### GOAL OF THE EXERCISE:
Exactly as written, transcribe each record below.

### THE DATA:

☆ ☆ ☆ ☆ ☆

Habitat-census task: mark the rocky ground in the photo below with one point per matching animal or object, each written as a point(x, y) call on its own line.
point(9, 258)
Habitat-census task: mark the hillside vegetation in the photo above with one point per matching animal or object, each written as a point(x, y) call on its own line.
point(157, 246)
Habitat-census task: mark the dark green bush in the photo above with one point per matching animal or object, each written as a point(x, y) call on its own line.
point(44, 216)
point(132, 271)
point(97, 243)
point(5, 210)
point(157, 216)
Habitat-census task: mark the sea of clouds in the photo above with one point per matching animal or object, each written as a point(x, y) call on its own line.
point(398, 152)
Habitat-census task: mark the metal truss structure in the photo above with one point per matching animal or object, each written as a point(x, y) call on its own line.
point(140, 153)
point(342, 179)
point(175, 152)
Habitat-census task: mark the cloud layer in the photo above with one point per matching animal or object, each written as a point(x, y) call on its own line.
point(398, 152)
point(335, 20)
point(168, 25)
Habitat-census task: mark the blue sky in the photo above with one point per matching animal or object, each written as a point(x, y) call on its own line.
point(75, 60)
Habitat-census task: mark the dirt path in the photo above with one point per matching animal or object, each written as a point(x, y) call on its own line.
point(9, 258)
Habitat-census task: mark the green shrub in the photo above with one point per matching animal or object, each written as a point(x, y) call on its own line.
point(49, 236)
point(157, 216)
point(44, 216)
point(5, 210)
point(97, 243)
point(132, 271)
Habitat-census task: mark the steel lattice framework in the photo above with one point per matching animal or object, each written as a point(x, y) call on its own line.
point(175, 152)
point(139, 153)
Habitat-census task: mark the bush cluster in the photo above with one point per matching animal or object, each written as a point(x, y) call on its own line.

☆ ☆ ☆ ☆ ☆

### SOLUTION BELOW:
Habitat-census task: mark the rocky ground in the photo below with one point per matching animal or object, each written as a point(x, y) call on its own line.
point(9, 258)
Habitat-census task: mark the hillside vegetation in the photo above with one point per matching animal or object, each written as a point(x, y) call on its own line.
point(157, 246)
Habitat-census task: mark the dark green bush in the photo above with one point per matching animal or object, each written as a point(x, y) call on its own line.
point(44, 216)
point(132, 271)
point(97, 243)
point(5, 210)
point(157, 216)
Habitat-census task: mark the sea of clouds in the photo above with one point per matching animal or object, each written as a point(x, y) call on its own line.
point(398, 152)
Habitat-census task: mark the metal truss structure in the photo above with one point per matching animal or object, each written as a point(x, y) call on its own line.
point(140, 153)
point(342, 179)
point(175, 152)
Habitat-census task: mark the cloud layer in the photo above with one point per matching animal or object, each written as a point(x, y) call on its own line.
point(398, 152)
point(335, 20)
point(168, 25)
Habitat-census task: mark the blue sky in the photo above with one point per matching animal or object, each written as a point(x, y) call on its own line.
point(75, 60)
Habitat-census task: mark the dirt path in the photo above with one point per matching animal or object, each written as a point(x, y) call on its own line.
point(9, 258)
Habitat-census task: mark the green shrub in the photo above with one point per matching animal or object, each written as a point(x, y) call on its own line.
point(49, 236)
point(157, 216)
point(44, 216)
point(5, 210)
point(97, 243)
point(132, 271)
Habitat-census task: mark the steel lattice framework in the photo above with one point per matching animal or object, each written as a point(x, y) call on its own line.
point(175, 152)
point(139, 153)
Habitat-census task: mark the bush cluster in the photo above with one point per matching animal or object, each written as a point(x, y) call on its own line.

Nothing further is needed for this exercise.